Copy each of the following items line for line, with no changes.

----------

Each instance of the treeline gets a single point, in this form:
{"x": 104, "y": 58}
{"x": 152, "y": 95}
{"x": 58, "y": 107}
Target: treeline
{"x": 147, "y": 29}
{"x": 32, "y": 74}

----------

• **Answer to the exercise**:
Each instance of the treeline gets a single point, in this form:
{"x": 104, "y": 58}
{"x": 152, "y": 95}
{"x": 58, "y": 107}
Target: treeline
{"x": 147, "y": 29}
{"x": 32, "y": 74}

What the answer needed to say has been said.